--- AUFGABE 1 ---
Prüfe, ob die folgenden Aussagen mit dem Text zur Stressbewältigung übereinstimmen, und belege jede Antwort mit den entscheidenden Worten des Textes im genauen Wortlaut. (a) MBSR ist die Abkürzung für „Mindfulness-Based Stress Reduction“. (b) Durch die Praxis der Achtsamkeit hören die automatischen Reaktionen auf. (c) Viktor Frankl war Neurologe und Psychiater.
--- AUFGABE 2 ---
Gib aus dem Text zur Stressbewältigung den Abschnitt von „Stress ist die“ bis einschließlich „können wir arbeiten.“ wortgetreu wieder.

--- TEXTAUSZUG ---
Die Wahl der Einstellung

Was auf uns und unsere Nächsten zukommt, das können wir nur begrenzt beeinflussen, ebensowenig wie die automatisch ablaufenden körperlich-seelischen Reaktionen, die das Geschehene auslöst. Worauf wir aber einwirken können, das ist unser Umgang mit dem, was auf uns zukommt; da haben wir eine Wahl. Wie der Neurologe und Psychiater Viktor Frankl (1905-1997) es formulierte:

„Die letzte der menschlichen Freiheiten besteht in der Wahl der Einstellung zu den Dingen.“

und:

„Zwischen Reiz und Reaktion gibt es einen Raum. In diesem Raum liegt unsere Macht zur Wahl unserer Reaktion. In unserer Reaktion liegen unsere Entwicklung und unsere Freiheit.“

Da setzt das Programm "Stressbewältigung durch Achtsamkeit" MBSR nach Jon Kabat-Zinn an (Die Abkürzung MBSR steht für das englische "Mindfulness-Based Stress Reduction").

Stress ist die Diskrepanz zwischen dem, was ist - und dem, was wir meinen, was sein sollte. Das heisst: Ob wir etwas als Stress wahrnehmen oder nicht und wie wir darauf reagieren, hängt von unseren Einstellungen, Erfahrungen, Bewertungen und unseren automatisch ablaufenden Verhaltensmustern ab. Und daran können wir arbeiten.

Innehalten, beobachten, handeln

Durch die Praxis der Achtsamkeit, deren systematische, intensive Schulung die Grundlage der MBSR-Kurse bildet, lernen wir, innezuhalten, zu sehen, was ist - und erst dann zu handeln. Wir sehen klarer, was geschieht, wir werden zu Beobachtenden. Die automatischen Reaktionen und die damit verbundenen Gedanken und Gefühle laufen zwar immer noch ab, aber wir sind ihnen nicht mehr ausgeliefert. Wir können sie als das erkennen, was sie wirklich sind: automatische, unbewusste Verhaltensmuster, die wir uns irgendwann angeeignet haben, denen wir aber nicht mehr folgen müssen. So weitet sich unser Handlungsspielraum mit der Zeit aus. Wir werden nicht mehr überwältigt von den Ereignissen - den Wellen, die auf uns zurollen - , sondern entdecken hilfreichere Handlungsmöglichkeiten, uns selbst und auch anderen gegenüber. Wir lernen etwas über das Wesen der Wellen - und über den Umgang mit ihnen. Sie kommen immer noch - aber wir lernen quasi auf ihnen zu reiten statt von ihnen überflutet zu werden.

--- DATENSÄTZE ---
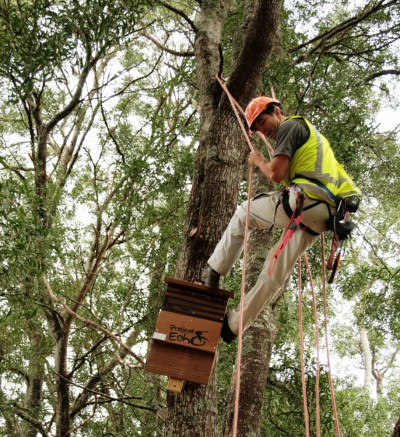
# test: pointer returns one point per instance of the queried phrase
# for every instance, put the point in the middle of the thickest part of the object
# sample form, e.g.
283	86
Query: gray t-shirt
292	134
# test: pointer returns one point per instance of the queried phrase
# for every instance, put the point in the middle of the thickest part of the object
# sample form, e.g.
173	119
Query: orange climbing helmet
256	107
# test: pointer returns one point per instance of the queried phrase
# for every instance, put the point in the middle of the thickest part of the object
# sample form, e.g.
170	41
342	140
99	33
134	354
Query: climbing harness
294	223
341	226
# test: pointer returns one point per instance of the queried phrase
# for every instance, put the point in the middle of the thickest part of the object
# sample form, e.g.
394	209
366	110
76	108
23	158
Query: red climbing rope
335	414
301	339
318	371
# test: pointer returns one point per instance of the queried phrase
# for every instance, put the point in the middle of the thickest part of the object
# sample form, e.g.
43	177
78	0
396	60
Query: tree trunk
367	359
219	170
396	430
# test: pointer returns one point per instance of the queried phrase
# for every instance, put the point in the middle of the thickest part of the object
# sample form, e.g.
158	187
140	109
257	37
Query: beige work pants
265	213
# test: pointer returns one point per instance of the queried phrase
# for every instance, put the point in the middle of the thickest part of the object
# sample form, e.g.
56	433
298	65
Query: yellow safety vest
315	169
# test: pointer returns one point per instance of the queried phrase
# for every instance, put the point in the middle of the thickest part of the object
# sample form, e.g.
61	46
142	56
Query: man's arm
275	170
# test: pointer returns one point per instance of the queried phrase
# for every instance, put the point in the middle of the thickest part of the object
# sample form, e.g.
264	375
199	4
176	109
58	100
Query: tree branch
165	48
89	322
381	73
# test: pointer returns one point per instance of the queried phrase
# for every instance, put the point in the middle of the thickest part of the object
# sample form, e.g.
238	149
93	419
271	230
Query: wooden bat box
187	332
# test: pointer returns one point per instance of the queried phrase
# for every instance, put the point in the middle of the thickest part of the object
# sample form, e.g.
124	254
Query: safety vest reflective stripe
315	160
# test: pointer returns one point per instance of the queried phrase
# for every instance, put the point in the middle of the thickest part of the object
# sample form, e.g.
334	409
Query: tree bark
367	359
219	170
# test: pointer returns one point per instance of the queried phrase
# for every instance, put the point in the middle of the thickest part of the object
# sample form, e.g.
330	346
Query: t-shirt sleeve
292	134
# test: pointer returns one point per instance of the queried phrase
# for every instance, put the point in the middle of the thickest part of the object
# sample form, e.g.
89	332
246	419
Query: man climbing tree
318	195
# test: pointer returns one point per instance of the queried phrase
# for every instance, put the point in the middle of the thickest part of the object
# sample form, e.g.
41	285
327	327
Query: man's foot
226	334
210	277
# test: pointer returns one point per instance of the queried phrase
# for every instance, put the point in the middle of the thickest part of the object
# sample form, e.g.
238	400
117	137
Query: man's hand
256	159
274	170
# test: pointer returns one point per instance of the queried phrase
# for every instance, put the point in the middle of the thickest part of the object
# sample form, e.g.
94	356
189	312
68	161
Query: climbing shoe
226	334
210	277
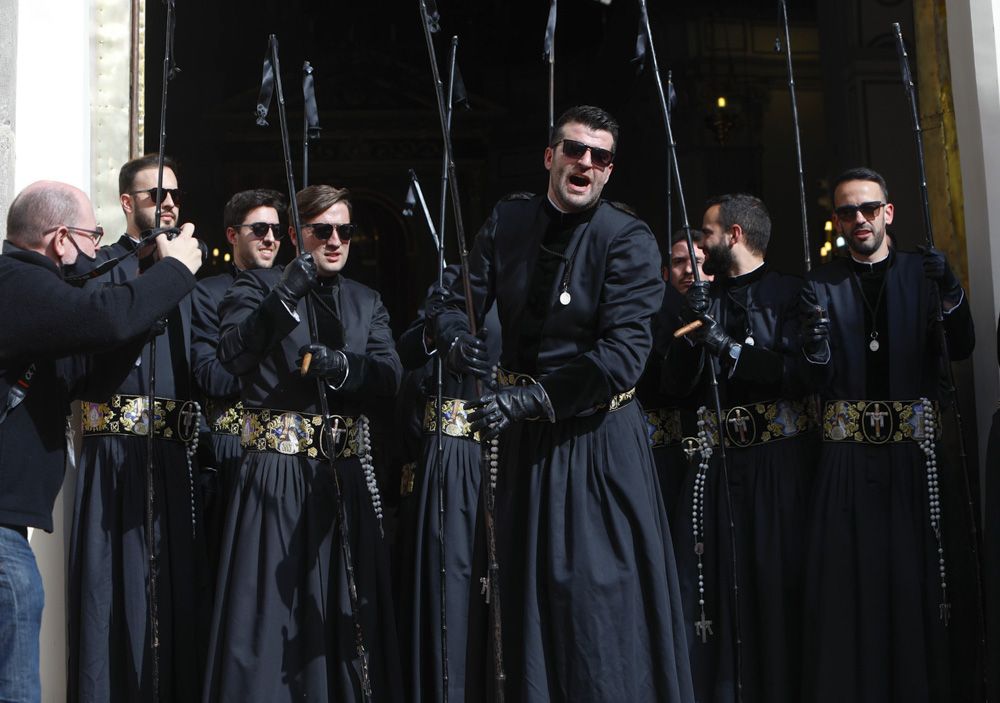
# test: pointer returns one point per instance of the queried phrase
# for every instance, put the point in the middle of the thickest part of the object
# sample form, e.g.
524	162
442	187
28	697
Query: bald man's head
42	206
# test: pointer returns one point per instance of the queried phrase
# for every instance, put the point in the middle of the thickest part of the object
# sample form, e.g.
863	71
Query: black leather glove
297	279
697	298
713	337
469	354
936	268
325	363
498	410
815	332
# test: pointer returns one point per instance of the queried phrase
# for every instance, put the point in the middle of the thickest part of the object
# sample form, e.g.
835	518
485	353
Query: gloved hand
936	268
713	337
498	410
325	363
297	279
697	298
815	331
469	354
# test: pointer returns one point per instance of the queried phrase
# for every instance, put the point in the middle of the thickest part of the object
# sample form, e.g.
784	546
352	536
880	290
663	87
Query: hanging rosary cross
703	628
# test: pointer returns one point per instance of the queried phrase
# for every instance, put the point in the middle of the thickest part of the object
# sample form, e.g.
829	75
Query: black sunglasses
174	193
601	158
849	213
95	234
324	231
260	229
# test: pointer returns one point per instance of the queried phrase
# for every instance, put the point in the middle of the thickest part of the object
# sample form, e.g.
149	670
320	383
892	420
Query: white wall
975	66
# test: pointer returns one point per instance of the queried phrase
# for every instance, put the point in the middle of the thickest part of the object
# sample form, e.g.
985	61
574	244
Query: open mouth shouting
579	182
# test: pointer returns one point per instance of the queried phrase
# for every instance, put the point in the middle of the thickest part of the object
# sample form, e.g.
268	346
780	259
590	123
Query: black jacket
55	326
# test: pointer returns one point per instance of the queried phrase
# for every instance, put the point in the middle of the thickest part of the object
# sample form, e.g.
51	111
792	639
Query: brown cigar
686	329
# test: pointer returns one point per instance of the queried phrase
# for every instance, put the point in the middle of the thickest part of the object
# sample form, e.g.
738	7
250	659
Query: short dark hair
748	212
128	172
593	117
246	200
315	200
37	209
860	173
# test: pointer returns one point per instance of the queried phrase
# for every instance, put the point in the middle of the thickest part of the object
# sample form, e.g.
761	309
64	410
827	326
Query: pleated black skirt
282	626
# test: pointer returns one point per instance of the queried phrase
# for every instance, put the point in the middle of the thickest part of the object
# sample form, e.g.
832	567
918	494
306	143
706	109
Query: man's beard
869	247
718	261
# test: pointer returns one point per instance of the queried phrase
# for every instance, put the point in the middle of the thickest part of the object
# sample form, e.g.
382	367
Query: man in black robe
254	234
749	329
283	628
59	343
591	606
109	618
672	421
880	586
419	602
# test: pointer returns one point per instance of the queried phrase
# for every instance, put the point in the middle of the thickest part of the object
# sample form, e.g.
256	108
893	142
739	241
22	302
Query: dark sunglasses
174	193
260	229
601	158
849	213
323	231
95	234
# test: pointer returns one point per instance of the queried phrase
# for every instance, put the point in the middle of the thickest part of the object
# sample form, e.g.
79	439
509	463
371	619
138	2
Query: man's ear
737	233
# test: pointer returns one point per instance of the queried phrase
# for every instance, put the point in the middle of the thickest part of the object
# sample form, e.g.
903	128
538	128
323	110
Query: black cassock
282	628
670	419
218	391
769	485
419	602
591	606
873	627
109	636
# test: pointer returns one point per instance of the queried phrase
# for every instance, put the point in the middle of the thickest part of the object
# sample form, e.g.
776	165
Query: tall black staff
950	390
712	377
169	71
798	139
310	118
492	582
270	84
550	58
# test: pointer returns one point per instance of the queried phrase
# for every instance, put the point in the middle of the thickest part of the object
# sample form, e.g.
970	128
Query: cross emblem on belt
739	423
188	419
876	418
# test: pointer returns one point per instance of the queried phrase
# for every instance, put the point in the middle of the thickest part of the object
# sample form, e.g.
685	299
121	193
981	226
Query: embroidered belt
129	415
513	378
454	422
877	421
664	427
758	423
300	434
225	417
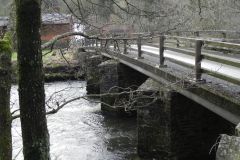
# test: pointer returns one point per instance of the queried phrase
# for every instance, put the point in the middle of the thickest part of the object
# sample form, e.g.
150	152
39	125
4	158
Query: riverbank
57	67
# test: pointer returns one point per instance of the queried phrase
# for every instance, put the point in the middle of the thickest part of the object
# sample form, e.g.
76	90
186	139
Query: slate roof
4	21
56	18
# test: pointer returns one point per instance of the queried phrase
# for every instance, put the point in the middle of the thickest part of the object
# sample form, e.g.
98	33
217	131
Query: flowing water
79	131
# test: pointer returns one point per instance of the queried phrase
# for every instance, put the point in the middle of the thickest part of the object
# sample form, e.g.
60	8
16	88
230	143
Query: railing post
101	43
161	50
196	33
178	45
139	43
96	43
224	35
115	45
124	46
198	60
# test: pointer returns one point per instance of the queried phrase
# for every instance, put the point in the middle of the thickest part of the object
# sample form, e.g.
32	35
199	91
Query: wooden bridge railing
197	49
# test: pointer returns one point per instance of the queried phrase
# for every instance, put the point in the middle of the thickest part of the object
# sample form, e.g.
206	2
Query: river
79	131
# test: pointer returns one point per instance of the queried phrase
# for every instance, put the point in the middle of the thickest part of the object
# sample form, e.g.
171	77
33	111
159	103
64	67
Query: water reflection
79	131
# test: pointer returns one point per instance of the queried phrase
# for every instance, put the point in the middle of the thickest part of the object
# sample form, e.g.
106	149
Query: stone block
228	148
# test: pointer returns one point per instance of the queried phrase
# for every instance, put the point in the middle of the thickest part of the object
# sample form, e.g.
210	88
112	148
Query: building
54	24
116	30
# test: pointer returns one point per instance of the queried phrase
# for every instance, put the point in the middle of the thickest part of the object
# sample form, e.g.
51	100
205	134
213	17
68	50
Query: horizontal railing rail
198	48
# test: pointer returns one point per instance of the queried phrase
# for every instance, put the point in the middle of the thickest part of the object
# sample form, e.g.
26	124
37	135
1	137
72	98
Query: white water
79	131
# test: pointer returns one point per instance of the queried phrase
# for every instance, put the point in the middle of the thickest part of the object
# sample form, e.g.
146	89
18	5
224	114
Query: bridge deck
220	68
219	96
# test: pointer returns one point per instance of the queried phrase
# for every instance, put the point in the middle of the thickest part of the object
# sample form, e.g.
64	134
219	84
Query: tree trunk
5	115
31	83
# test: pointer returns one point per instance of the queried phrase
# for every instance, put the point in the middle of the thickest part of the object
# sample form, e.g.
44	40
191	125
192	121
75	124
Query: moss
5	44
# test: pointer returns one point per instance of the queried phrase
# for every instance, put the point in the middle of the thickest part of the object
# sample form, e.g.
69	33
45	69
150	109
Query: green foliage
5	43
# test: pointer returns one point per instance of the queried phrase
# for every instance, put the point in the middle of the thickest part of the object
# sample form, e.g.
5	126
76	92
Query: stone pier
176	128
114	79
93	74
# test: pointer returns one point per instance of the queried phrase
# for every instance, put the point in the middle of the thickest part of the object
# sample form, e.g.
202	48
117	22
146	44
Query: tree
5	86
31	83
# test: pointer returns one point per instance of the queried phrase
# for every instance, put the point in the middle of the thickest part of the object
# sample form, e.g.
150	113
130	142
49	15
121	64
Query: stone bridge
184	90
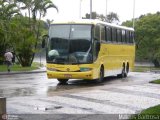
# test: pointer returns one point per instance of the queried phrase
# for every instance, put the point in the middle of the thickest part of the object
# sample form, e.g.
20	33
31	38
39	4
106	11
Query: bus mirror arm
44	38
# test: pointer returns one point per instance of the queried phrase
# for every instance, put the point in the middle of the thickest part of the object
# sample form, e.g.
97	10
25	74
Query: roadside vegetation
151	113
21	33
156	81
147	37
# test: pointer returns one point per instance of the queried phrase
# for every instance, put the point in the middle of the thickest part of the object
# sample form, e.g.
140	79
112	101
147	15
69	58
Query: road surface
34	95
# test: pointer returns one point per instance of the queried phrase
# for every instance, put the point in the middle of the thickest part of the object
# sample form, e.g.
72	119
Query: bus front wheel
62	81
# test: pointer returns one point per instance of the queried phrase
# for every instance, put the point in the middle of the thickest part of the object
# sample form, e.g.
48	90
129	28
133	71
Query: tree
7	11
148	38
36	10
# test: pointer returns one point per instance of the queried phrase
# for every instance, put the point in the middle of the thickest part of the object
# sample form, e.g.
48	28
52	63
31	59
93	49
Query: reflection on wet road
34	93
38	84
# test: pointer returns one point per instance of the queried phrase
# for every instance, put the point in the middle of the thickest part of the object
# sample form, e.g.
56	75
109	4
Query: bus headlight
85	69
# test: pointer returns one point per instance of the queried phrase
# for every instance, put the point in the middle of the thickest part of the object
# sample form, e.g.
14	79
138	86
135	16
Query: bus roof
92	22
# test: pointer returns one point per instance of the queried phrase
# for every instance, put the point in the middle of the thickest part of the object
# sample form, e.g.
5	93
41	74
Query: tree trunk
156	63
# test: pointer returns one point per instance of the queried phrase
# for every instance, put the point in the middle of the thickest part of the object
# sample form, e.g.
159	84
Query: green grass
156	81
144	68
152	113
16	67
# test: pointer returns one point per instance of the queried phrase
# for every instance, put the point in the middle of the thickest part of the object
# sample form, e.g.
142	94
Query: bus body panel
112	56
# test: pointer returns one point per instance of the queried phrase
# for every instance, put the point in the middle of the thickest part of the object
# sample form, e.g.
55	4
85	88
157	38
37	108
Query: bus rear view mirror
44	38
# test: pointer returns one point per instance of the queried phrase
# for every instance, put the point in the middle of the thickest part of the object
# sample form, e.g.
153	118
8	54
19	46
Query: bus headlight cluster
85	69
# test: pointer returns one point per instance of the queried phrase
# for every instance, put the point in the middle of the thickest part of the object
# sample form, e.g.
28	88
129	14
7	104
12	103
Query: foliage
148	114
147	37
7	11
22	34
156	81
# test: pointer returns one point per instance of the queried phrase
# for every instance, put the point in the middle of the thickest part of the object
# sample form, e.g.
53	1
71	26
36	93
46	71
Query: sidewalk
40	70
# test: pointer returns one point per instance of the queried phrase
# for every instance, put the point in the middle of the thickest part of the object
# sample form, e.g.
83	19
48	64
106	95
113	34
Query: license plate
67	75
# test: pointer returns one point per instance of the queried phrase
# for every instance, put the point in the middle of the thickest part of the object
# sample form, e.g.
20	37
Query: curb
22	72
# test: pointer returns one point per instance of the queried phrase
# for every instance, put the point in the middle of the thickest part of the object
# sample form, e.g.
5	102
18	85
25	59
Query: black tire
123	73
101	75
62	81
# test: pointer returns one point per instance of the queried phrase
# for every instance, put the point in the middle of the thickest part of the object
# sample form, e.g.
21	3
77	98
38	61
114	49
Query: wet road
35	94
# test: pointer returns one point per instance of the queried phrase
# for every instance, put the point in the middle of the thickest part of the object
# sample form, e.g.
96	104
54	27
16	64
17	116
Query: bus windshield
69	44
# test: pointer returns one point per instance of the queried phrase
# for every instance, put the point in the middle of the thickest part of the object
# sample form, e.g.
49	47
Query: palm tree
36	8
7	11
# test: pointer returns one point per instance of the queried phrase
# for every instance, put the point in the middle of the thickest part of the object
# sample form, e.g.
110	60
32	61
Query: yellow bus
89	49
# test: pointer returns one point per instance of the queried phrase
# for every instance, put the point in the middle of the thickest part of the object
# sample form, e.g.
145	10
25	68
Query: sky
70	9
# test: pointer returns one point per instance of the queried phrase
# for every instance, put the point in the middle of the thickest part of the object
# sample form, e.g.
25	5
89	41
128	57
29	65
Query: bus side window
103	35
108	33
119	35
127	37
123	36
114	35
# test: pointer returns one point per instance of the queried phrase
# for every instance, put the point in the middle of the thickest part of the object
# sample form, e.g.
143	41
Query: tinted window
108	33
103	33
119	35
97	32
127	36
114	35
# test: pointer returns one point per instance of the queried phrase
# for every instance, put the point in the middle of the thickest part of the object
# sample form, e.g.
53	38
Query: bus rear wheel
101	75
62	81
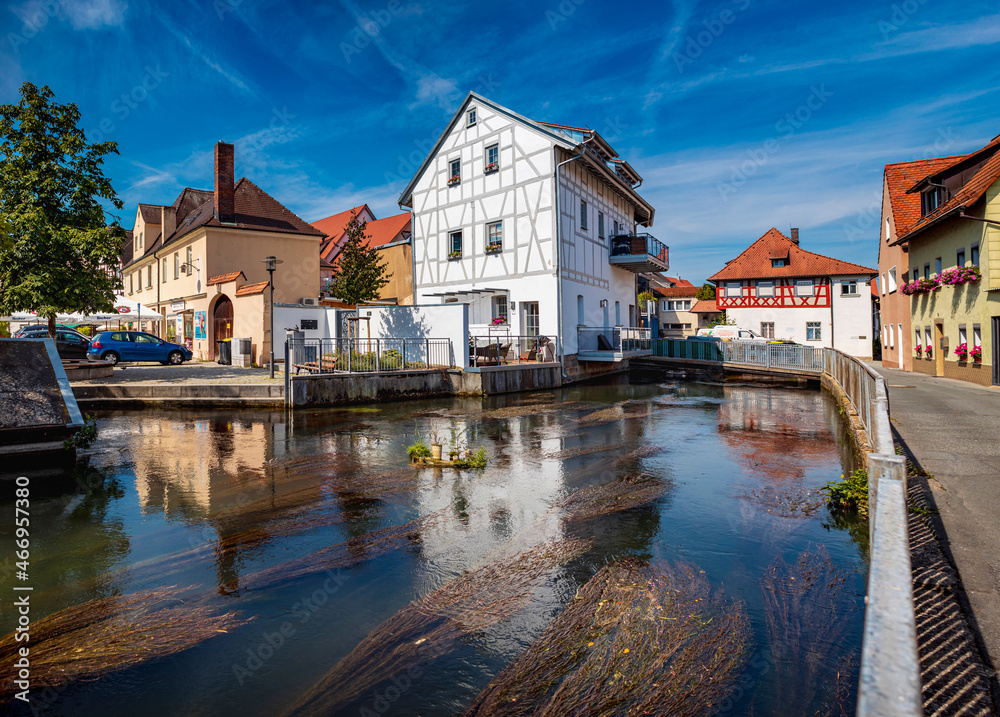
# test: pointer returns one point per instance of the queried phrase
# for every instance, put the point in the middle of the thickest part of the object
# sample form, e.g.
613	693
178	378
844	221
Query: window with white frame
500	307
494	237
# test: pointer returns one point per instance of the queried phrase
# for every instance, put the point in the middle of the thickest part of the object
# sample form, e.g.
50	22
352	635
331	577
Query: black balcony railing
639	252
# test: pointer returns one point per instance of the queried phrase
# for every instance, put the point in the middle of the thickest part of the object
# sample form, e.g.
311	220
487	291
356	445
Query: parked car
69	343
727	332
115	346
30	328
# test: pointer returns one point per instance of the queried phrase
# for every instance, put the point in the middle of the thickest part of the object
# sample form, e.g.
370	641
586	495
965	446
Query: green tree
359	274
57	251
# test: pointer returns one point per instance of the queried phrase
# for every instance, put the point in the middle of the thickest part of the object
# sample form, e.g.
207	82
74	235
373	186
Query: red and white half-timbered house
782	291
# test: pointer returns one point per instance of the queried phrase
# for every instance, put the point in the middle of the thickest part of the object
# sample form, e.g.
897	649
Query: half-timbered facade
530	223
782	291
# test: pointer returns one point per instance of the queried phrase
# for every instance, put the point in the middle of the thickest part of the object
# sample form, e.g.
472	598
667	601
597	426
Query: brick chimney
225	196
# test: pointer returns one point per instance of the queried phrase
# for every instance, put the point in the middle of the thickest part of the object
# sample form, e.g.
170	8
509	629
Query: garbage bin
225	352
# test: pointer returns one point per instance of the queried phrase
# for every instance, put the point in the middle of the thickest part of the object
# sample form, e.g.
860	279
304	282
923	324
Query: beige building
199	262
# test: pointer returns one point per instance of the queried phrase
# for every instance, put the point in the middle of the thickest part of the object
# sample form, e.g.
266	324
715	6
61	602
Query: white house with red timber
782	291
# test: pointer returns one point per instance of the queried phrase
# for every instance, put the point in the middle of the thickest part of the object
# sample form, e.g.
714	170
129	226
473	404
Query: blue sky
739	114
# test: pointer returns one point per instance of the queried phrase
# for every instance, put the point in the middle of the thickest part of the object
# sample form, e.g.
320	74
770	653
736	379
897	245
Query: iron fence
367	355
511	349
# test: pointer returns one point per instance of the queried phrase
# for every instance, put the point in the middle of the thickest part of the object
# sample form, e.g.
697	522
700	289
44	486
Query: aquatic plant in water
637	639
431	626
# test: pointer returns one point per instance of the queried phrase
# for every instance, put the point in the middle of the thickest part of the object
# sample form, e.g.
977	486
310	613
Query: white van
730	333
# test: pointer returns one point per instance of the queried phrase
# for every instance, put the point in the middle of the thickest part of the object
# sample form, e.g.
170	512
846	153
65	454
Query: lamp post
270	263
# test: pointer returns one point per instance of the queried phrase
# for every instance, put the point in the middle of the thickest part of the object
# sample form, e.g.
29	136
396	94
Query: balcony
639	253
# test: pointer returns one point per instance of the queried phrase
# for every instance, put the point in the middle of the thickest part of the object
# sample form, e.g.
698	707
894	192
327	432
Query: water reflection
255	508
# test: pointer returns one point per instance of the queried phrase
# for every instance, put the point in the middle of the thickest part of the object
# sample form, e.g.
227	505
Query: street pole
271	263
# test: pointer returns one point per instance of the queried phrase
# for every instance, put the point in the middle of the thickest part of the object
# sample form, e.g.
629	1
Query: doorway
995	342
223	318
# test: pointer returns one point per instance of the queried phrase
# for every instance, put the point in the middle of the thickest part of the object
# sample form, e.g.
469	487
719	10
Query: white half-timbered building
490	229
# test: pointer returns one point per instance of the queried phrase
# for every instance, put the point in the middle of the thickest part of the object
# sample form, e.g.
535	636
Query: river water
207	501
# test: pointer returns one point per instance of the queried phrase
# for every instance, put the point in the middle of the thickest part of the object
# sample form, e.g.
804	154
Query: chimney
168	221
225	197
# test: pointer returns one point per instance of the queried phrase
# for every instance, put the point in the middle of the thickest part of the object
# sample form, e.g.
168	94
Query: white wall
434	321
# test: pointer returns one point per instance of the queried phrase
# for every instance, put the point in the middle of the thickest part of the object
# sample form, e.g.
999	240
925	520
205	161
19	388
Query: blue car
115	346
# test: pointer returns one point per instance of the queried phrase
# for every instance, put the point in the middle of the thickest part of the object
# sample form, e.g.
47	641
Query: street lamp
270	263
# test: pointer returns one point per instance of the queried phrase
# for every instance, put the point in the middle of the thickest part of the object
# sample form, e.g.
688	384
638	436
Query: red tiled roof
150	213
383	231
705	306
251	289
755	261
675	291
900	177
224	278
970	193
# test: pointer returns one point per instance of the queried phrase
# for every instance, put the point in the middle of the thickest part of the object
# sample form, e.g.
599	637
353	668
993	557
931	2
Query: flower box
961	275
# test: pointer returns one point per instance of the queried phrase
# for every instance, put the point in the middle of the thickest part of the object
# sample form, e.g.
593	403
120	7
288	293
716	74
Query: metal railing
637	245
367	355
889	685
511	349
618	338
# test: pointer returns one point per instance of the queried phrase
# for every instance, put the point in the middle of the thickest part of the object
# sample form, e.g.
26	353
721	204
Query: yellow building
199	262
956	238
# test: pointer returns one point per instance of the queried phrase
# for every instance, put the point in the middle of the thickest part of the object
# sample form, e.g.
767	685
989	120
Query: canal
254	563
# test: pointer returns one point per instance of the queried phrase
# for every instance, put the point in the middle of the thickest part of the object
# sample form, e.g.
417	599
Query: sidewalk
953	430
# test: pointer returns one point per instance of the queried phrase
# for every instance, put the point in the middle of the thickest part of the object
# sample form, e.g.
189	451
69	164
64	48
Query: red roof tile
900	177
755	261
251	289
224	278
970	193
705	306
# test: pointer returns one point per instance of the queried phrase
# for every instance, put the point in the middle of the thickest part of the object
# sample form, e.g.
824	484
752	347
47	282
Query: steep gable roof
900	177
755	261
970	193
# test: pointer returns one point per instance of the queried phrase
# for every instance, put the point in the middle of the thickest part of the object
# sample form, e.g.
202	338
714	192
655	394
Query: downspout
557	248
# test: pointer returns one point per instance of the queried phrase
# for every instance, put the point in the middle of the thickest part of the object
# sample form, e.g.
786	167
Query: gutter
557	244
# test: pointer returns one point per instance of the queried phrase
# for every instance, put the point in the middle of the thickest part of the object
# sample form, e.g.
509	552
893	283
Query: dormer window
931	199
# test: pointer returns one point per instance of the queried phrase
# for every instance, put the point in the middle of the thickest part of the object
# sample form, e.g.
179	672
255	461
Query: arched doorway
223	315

--- ERGEBNIS 1 ---
(a) Ja: „Die Abkürzung MBSR steht für das englische "Mindfulness-Based Stress Reduction"“
(b) Nein: „Die automatischen Reaktionen und die damit verbundenen Gedanken und Gefühle laufen zwar immer noch ab, aber wir sind ihnen nicht mehr ausgeliefert.“
(c) Ja: „Wie der Neurologe und Psychiater Viktor Frankl (1905-1997) es formulierte“

--- ERGEBNIS 2 ---
Stress ist die Diskrepanz zwischen dem, was ist - und dem, was wir meinen, was sein sollte. Das heisst: Ob wir etwas als Stress wahrnehmen oder nicht und wie wir darauf reagieren, hängt von unseren Einstellungen, Erfahrungen, Bewertungen und unseren automatisch ablaufenden Verhaltensmustern ab. Und daran können wir arbeiten.